§ EXERCISE TASKS
1) In the excerpt about Anthony McFarland, what College Target Share is given for him?
2) Print the part of the Anthony McFarland excerpt between "Anthony McFarland, Pittsburgh" and "to stick around.", inclusive.
Segment Start: EXCERPT PROVIDED
Anthony McFarland, Pittsburgh Steelers

Anthony McFarland, an early declare, parlayed solid production and 4.44 (92nd-percentile) wheels into a mid-round pick to Pittsburgh, an attractive spot for a young back with time to grow. James Conner is a solid all-around player, but he is markedly injury-prone and the team is not beholden to him after this season. The Aaron Jones checklist of entering a backfield with an uncertain lead dog and uninspiring backups is a green light so far. McFarland also maintained an above-average 7.6-percent (54th-percentile) College Target Share. Important to note considering Ben Roethlisberger funneled 100 targets into Conner and Jaylen Samuels when he was last healthy in 2018. If any of Ben’s throwing prowess starts to dwindle coming off elbow surgery, expect those low aDOT throws to stick around.

Check out Anthony McFarland’s 2020 Projection on PlayerProfiler’s “World Famous” Draft Kit:

McFarland’s second gear is apparent. If he wasn’t outrunning defenders at the second level, there were plenty of jukes and broken tackles on film to support a Jones-ian talent profile at the pro level. His talents can be unlocked behind the perennially great Steelers line. We’ve got the uncertain backfield, plus athleticism, game-breaking speed and make-defenders-miss-ability. That meets our standards. All it will take is a long touchdown run in the preseason or poor play from Conner to fire his ADP to unattainable prices. The time is now to acquire McFarland and nestle him safely on your taxi squad.
Segment End: EXCERPT PROVIDED
Segment Start: DATA PROVIDED
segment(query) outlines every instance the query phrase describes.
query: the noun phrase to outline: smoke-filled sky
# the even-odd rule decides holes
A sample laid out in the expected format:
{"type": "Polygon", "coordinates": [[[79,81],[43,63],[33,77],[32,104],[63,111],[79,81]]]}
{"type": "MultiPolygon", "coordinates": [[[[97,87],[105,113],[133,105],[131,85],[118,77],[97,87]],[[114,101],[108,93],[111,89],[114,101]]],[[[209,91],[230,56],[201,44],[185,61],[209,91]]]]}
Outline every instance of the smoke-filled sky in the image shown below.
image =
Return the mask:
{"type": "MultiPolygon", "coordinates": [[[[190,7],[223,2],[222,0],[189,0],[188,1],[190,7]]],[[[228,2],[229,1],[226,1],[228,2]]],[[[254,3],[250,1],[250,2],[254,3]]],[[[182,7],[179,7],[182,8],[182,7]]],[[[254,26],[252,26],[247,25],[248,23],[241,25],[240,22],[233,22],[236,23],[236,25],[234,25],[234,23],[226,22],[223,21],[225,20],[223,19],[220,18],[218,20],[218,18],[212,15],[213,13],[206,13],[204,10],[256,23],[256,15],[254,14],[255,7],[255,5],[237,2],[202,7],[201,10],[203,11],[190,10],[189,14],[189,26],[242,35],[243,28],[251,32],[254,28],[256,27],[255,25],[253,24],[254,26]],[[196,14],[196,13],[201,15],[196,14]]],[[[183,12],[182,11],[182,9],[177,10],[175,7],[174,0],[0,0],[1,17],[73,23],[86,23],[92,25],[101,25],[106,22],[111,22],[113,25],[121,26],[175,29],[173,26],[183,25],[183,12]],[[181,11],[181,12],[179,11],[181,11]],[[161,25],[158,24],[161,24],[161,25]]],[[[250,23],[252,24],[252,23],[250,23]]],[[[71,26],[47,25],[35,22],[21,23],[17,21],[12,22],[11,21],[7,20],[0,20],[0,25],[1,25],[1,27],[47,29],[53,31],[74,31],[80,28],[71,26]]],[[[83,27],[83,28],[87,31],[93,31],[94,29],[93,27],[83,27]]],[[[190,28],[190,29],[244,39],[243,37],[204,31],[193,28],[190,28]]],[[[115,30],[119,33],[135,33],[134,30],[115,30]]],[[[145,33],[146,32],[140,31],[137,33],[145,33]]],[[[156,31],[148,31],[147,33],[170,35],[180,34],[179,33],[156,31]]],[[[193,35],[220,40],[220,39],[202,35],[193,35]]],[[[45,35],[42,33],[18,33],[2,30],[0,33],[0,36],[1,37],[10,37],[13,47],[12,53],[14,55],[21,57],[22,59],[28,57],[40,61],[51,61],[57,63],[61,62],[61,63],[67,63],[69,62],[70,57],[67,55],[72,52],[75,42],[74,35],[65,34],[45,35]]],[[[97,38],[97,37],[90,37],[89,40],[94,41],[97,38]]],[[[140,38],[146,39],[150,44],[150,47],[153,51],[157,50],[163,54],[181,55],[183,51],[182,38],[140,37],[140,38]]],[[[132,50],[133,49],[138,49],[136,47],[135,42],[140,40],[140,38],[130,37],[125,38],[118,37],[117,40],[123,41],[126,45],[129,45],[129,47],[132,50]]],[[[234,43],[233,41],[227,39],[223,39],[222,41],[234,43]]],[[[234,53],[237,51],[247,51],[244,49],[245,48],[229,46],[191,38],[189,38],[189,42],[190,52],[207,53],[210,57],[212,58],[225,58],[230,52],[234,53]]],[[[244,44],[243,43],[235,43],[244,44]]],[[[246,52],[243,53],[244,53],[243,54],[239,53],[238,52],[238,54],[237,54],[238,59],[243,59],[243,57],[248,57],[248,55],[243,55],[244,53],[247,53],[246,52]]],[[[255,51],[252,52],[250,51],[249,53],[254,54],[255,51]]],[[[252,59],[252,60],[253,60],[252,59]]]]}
Segment End: DATA PROVIDED
§ TASK RESPONSES
1) 7.6 percent, in the 54th percentile.

2)
Anthony McFarland, Pittsburgh Steelers

Anthony McFarland, an early declare, parlayed solid production and 4.44 (92nd-percentile) wheels into a mid-round pick to Pittsburgh, an attractive spot for a young back with time to grow. James Conner is a solid all-around player, but he is markedly injury-prone and the team is not beholden to him after this season. The Aaron Jones checklist of entering a backfield with an uncertain lead dog and uninspiring backups is a green light so far. McFarland also maintained an above-average 7.6-percent (54th-percentile) College Target Share. Important to note considering Ben Roethlisberger funneled 100 targets into Conner and Jaylen Samuels when he was last healthy in 2018. If any of Ben’s throwing prowess starts to dwindle coming off elbow surgery, expect those low aDOT throws to stick around.